**SET TASK:** Copy out the material below, swapping each "QA review" for "quality check" and changing nothing else. Omit the pictures from your copy.
--- start DATA PROVIDED ---
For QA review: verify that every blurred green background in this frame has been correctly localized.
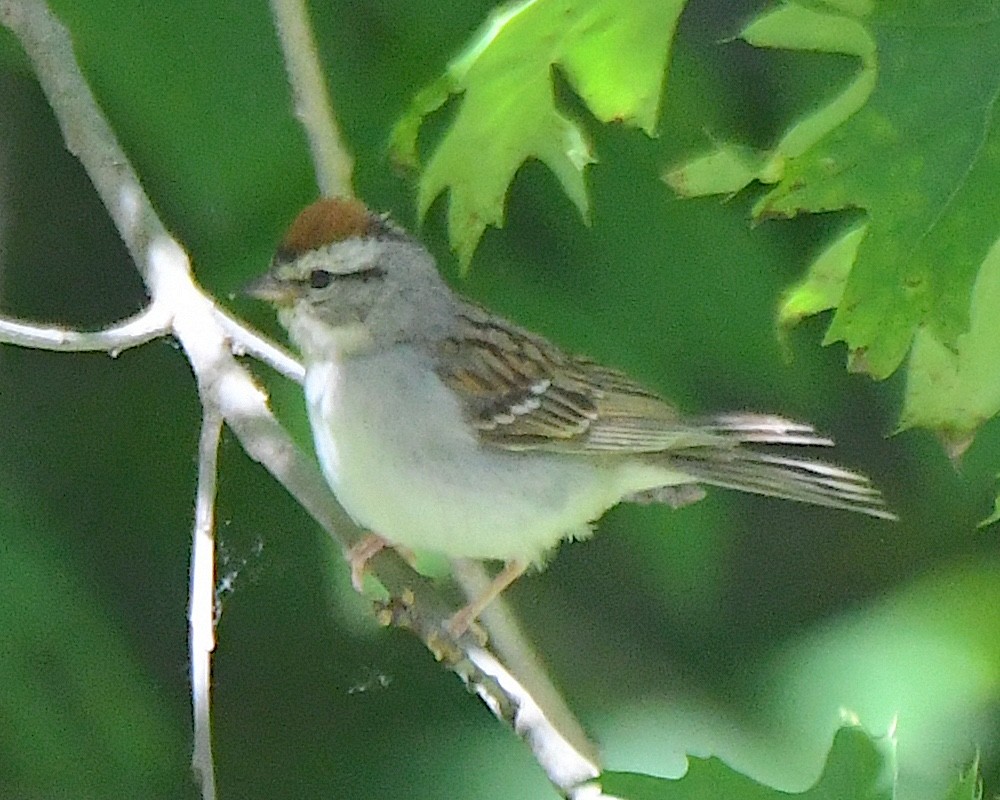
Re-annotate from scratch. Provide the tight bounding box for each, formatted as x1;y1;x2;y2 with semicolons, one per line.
0;0;1000;800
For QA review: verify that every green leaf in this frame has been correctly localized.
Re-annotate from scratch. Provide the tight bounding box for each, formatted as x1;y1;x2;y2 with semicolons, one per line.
600;727;896;800
392;0;684;265
670;0;1000;449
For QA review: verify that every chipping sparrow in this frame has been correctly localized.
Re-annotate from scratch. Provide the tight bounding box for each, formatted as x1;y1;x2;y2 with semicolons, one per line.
248;199;894;632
--- end DATA PROVIDED ---
**EXERCISE OUTPUT:**
For quality check: verify that every blurred green background in this frame has been correctly localized.
Re-annotate from scratch. Provide the tight bounding box for each, formatted as x1;y1;x2;y2 with semicolons, one per line.
0;0;1000;800
For quality check: verify that every green leaf in this frame has been correctly localized.
Re-annotate from scratch. Provide the tight bounding box for each, formatted as x1;y1;x2;y2 with semicolons, one per line.
600;727;896;800
392;0;684;265
670;0;1000;449
For quality check: verify that every chipping sparrow in this frame has been correctly localized.
Re-annotate from scratch. Provide the tight bounding box for each, formatted as x1;y1;x2;y2 with semicolons, one per line.
248;199;894;632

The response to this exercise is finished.